## Text excerpt:
################

Sono Sion (Love Exposure, Cold Fish, Guilty Of Romance, Himizu) is one of Japan's most interesting directors, and The Land Of Hope is one of his most accomplished films. I had the pleasure of seeing it at the Sydney Film Festival earlier this year, and not only was it the best film that I saw at the SFF, it is also one of the best films I have seen so far this year.
The film will soon be released on DVD and Blu-ray in the UK by Third Window Films, and an exclusive trailer has been made available to ScreenAnarchy. Embedded below is the trailer for the critically acclaimed film.
The DVD and Blu-ray will be available in the UK from August 26, and contains a 70-minute long making-of video as a bonus feature.

################

## Goals:
(a) Based on the Land Of Hope post, what experience does the writer cite to support ranking the film so highly? Answer in one to three sentences.
(b) Summarize the Land Of Hope post in two sentences.

## Available data:

################

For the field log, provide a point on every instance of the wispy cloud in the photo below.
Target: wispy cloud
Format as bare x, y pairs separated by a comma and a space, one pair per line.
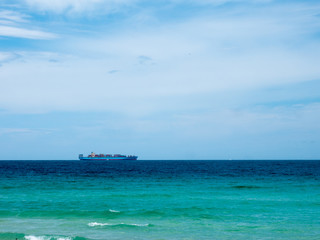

################

## Set of answers:
(a) The writer saw The Land Of Hope at the Sydney Film Festival earlier this year. It was the best film the writer saw at that festival, and it is one of the best films the writer has seen so far this year.

(b) The Land Of Hope, directed by Sono Sion, is described as one of his most accomplished films and was the writer's favorite at the Sydney Film Festival. Third Window Films will release it on DVD and Blu-ray in the UK from August 26 with a 70-minute making-of video as a bonus feature, and an exclusive trailer has been made available to ScreenAnarchy.